Raw data:
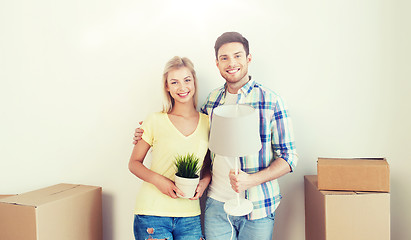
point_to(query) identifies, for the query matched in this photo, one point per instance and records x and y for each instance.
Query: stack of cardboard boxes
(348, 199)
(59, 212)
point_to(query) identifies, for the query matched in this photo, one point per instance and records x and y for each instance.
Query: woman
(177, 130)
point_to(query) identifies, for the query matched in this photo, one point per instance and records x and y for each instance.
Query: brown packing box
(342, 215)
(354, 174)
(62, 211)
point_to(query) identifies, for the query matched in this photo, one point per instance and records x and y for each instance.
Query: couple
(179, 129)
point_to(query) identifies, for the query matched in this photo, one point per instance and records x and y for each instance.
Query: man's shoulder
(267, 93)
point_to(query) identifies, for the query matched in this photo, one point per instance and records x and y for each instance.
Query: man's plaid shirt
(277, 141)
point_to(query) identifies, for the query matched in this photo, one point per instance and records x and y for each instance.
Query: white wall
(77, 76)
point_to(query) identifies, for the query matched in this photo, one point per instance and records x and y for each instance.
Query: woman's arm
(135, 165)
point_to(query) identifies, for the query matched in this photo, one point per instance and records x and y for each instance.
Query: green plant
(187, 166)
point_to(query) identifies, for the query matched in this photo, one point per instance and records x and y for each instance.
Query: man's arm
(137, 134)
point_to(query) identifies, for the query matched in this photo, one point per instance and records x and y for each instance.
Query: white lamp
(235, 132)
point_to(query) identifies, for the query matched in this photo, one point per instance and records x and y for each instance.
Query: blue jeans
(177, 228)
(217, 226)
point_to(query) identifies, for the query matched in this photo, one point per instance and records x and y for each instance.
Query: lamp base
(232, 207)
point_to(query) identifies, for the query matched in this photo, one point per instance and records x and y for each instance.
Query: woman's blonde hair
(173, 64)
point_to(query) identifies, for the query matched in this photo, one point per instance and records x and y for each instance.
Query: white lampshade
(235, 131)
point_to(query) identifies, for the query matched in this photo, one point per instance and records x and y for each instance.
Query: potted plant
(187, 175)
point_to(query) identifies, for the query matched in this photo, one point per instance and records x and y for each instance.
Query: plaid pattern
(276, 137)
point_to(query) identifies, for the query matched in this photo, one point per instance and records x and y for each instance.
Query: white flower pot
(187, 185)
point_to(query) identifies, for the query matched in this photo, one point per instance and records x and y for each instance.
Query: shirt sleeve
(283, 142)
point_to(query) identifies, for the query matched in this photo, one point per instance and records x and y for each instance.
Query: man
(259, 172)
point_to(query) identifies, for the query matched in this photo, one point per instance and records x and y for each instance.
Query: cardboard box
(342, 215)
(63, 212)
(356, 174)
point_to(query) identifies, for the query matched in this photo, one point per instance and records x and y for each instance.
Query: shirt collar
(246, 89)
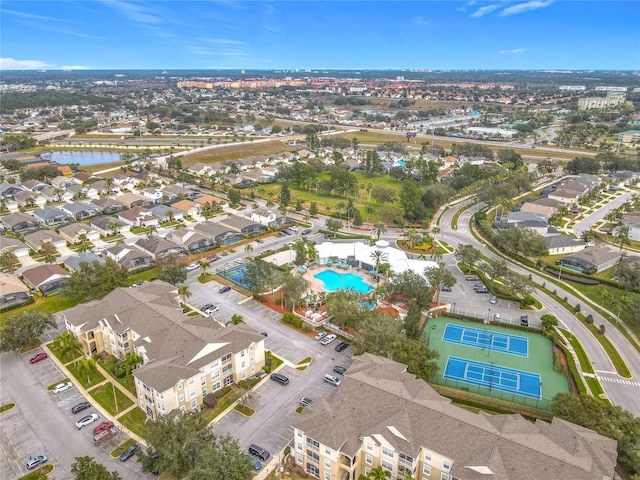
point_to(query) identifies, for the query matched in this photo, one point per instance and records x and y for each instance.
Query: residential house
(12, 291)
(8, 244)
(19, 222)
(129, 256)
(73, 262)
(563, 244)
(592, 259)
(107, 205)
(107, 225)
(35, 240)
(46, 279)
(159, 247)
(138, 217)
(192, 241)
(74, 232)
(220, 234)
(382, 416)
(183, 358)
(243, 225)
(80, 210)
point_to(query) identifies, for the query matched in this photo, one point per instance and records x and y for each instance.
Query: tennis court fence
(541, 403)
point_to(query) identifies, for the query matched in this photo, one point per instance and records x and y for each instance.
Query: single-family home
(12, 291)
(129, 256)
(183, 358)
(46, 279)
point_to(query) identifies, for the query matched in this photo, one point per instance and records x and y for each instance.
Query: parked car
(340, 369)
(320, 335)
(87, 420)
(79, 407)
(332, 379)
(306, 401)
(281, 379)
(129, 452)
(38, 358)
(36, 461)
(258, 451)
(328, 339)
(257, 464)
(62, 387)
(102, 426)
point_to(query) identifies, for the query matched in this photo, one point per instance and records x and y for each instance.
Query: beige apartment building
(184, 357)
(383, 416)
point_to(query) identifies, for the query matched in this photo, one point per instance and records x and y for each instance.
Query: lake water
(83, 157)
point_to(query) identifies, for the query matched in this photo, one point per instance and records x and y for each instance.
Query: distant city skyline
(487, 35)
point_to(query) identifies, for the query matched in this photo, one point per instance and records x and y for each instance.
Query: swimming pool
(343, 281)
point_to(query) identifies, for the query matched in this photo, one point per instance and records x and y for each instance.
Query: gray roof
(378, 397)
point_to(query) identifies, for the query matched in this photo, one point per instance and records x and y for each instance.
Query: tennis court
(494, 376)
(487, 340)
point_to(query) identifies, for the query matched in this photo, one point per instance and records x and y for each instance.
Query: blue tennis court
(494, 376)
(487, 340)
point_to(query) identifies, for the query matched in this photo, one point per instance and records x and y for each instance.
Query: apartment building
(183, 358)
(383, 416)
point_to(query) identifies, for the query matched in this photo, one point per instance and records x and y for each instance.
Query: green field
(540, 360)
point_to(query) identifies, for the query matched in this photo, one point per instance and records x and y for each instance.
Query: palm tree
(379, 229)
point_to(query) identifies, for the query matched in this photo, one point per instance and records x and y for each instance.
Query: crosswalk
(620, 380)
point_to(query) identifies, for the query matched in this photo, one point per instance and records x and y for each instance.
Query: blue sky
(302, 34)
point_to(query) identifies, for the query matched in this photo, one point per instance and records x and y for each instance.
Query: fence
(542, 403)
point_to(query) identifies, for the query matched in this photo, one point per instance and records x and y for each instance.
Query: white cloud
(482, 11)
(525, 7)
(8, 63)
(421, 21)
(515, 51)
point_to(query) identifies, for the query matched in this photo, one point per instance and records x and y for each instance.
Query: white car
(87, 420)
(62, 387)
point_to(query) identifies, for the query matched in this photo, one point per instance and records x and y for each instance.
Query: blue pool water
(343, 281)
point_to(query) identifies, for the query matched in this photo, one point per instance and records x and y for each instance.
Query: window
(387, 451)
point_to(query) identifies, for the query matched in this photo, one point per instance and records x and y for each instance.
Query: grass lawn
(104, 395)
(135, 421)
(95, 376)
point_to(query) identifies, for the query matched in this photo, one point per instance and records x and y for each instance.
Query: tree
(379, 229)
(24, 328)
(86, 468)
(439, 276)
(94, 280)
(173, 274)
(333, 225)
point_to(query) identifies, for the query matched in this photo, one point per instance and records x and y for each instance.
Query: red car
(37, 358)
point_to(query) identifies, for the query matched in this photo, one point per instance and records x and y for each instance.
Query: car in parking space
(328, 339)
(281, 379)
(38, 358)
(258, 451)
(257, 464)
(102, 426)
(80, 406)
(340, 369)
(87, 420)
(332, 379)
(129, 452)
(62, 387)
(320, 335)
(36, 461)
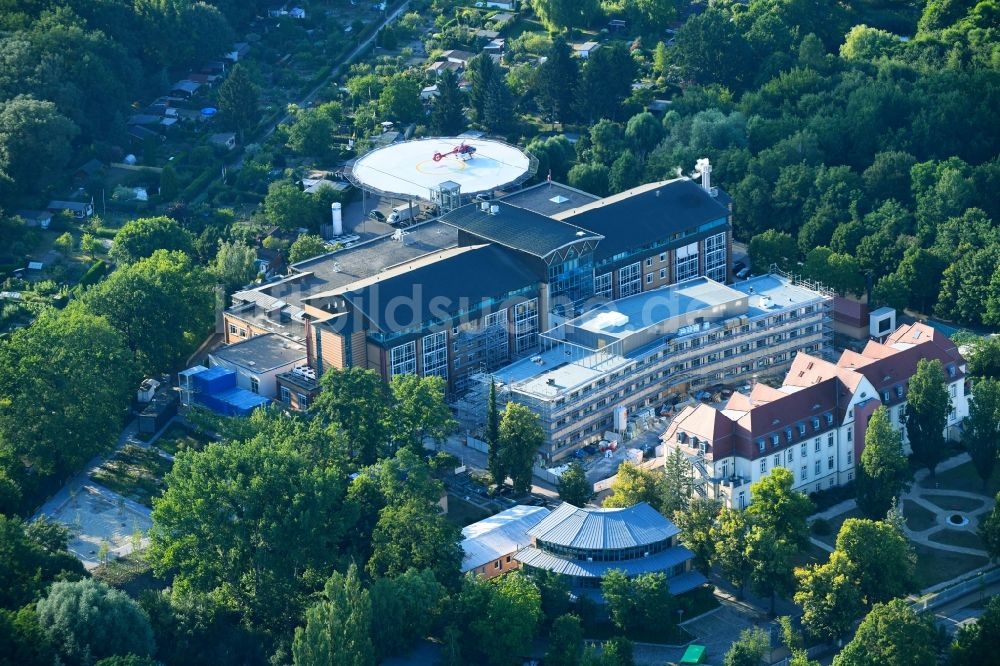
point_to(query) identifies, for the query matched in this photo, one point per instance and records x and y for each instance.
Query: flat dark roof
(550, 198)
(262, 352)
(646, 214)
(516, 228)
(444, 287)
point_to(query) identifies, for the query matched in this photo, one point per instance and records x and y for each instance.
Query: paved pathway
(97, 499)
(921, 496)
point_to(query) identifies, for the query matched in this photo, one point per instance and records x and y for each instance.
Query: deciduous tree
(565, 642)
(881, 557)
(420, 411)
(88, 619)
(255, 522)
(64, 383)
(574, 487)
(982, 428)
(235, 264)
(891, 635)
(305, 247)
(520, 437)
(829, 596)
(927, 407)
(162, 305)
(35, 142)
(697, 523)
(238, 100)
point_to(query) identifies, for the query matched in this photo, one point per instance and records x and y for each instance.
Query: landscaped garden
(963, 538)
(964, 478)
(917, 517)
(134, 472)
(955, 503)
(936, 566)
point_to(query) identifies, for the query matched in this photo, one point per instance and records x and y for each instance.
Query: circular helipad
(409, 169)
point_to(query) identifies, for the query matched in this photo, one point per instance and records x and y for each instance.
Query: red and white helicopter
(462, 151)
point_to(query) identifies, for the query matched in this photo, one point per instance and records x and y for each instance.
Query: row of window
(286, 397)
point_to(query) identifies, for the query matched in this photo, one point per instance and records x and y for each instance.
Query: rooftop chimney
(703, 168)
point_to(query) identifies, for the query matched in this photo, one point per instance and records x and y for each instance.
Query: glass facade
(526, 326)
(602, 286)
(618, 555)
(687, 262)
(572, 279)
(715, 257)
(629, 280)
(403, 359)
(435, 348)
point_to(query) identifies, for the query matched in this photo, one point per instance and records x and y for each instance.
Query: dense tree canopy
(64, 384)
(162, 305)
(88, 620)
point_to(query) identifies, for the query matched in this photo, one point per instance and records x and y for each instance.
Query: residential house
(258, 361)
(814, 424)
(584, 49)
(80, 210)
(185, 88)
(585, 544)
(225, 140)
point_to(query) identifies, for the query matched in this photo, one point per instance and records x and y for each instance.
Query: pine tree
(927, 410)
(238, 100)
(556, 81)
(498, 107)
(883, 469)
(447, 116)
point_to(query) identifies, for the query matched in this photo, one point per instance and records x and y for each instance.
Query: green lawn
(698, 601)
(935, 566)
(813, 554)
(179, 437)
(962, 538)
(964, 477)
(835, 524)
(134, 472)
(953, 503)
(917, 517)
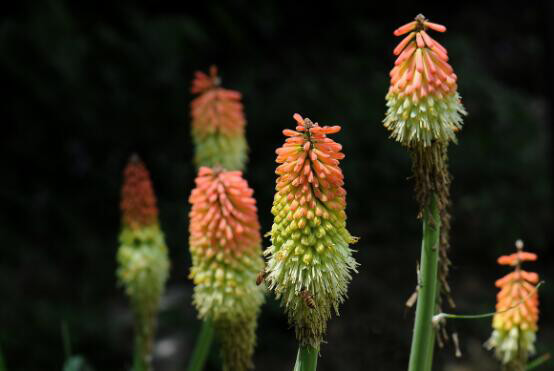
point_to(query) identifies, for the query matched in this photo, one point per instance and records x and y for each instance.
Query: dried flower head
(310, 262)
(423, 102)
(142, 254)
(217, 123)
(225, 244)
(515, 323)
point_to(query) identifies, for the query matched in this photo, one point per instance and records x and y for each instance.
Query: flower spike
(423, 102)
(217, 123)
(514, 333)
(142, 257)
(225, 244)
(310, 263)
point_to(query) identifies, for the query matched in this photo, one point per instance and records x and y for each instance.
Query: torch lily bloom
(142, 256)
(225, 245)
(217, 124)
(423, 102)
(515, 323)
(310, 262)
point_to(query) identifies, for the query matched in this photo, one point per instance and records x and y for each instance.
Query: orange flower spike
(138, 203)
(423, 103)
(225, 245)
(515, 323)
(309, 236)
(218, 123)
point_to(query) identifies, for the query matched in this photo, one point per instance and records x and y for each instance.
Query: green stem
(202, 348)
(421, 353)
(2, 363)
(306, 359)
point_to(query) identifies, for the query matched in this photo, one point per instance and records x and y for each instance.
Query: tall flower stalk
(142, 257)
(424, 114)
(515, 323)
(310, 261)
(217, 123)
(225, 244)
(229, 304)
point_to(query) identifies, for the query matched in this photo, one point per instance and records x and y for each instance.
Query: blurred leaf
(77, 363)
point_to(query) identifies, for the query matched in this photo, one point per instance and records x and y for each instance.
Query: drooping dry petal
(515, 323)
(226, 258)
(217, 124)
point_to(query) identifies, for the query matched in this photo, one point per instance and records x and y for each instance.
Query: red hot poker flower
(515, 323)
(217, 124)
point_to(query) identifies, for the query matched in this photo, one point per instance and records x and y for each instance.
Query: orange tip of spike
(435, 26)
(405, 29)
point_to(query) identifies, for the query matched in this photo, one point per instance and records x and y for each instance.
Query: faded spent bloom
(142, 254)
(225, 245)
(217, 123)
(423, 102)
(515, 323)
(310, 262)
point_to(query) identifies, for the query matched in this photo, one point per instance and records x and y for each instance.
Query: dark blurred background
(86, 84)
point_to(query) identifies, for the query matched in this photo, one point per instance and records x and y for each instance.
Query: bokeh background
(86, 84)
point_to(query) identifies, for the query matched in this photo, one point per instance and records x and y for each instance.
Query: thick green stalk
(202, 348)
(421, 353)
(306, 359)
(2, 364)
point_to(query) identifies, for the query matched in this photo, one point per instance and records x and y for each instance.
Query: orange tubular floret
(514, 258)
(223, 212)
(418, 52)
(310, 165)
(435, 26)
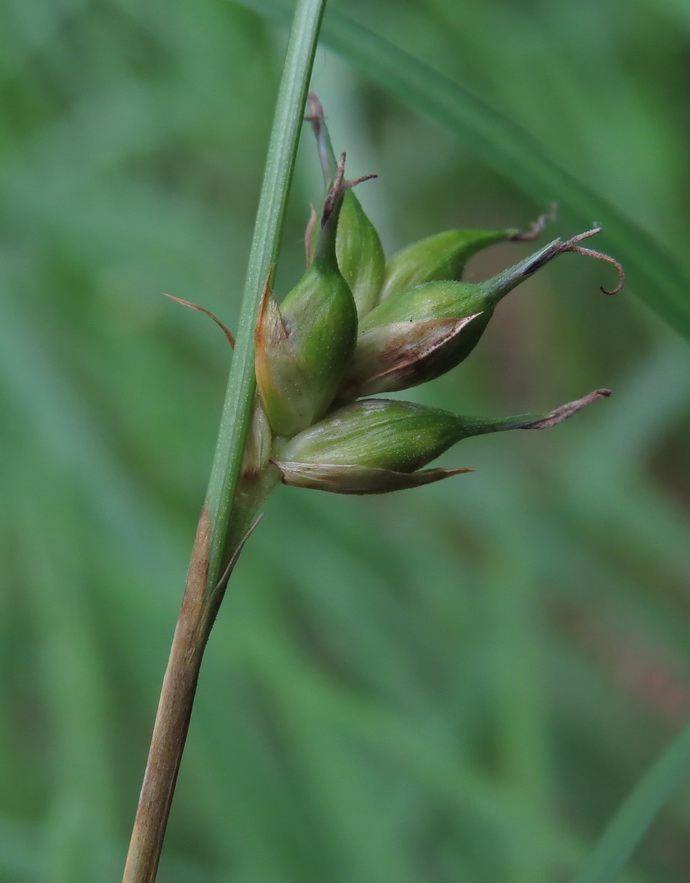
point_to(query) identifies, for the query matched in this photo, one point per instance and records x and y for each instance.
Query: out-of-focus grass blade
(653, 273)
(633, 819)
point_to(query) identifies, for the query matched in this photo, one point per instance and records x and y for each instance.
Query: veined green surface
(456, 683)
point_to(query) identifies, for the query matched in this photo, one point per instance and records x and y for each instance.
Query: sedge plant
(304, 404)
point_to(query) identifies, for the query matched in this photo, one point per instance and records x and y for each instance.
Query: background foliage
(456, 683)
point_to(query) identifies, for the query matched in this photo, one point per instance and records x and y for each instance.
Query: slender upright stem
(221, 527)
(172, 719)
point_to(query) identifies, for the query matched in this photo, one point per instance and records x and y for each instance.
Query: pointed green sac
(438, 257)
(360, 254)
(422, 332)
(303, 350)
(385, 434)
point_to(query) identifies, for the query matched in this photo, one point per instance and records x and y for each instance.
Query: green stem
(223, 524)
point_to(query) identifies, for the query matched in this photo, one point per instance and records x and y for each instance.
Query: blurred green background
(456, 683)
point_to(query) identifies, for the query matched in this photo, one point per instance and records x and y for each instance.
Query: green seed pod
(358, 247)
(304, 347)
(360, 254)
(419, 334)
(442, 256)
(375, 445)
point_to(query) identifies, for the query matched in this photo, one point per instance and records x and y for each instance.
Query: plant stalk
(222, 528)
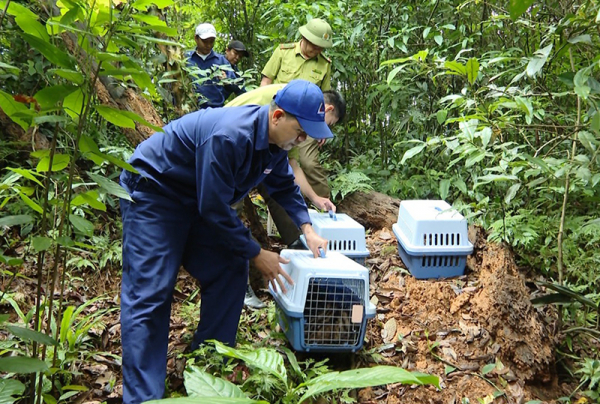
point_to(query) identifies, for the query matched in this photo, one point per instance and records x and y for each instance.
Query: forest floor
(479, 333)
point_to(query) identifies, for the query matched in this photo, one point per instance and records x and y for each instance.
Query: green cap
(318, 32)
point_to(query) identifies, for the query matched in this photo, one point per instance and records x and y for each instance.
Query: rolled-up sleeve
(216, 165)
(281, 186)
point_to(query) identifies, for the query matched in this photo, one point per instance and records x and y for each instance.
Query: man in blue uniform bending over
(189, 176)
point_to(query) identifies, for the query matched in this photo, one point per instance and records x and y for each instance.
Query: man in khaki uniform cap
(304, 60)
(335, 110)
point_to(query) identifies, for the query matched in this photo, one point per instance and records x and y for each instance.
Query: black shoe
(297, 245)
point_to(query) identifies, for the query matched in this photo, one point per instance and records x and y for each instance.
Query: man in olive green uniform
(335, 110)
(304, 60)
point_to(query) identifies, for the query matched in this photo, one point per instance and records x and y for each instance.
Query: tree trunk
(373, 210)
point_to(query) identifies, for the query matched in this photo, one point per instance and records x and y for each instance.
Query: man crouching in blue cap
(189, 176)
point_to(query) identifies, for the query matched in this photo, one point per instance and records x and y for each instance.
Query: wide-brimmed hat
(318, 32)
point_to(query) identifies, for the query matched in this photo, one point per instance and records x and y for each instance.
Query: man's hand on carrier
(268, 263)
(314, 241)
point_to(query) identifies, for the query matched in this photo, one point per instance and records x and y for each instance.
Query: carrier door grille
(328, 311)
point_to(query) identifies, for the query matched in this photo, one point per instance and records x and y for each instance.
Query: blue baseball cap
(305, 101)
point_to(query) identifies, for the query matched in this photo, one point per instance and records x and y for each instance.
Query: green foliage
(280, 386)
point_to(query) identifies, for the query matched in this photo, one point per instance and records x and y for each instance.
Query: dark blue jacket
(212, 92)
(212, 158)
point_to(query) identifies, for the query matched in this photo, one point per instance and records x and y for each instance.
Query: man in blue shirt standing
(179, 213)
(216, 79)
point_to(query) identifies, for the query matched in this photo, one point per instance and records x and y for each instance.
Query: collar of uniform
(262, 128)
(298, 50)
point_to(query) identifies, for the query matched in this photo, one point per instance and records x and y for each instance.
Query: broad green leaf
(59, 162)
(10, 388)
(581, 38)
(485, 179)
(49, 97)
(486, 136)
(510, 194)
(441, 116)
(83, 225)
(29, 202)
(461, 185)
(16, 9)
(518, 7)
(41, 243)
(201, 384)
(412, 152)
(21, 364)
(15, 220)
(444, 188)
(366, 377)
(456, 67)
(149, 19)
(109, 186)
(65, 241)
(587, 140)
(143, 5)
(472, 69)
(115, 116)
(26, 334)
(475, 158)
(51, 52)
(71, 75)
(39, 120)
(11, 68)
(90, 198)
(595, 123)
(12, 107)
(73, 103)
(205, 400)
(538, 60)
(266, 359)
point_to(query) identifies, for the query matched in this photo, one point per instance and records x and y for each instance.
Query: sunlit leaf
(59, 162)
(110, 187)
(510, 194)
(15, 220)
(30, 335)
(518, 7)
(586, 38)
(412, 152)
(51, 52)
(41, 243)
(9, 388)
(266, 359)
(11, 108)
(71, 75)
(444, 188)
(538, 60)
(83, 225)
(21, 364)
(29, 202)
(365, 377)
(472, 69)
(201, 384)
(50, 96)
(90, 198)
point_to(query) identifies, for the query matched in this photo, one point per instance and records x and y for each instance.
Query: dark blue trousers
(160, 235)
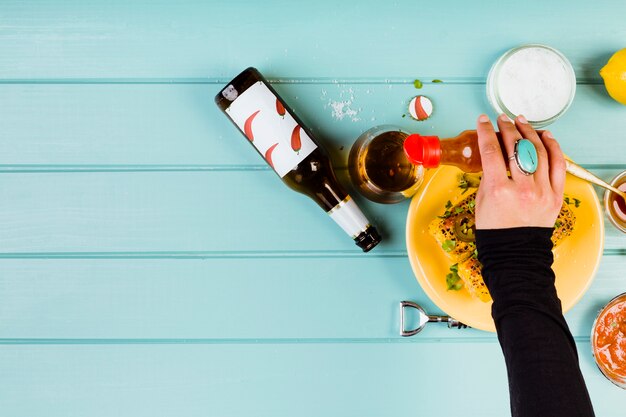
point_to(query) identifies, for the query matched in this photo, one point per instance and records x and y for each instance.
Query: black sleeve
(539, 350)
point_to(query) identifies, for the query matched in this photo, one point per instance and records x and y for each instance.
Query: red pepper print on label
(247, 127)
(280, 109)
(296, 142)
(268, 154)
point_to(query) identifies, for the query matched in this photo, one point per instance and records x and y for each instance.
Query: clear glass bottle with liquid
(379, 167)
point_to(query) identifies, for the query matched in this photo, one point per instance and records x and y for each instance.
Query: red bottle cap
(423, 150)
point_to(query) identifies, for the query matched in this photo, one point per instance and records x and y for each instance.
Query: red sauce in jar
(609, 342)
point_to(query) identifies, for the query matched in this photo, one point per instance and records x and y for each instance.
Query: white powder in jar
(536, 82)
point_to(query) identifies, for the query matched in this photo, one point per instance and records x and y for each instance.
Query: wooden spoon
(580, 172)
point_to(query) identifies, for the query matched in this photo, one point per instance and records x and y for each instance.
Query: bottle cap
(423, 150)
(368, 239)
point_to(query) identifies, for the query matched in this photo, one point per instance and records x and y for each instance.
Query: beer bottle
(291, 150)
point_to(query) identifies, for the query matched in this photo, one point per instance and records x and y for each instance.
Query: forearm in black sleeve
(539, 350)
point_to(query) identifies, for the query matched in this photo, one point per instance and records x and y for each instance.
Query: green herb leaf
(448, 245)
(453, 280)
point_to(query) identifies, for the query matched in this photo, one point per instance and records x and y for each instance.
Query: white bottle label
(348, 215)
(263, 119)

Goal: Pick out each line in the rows above that includes the word "white", and copy those lines.

Exercise output:
Query: white wall
Query: white lamp
Query: white lampshade
Query: white flower pot
Query: white cloud
Query: white car
Query: red and white helicopter
Query: white powder in jar
Query: white bottle label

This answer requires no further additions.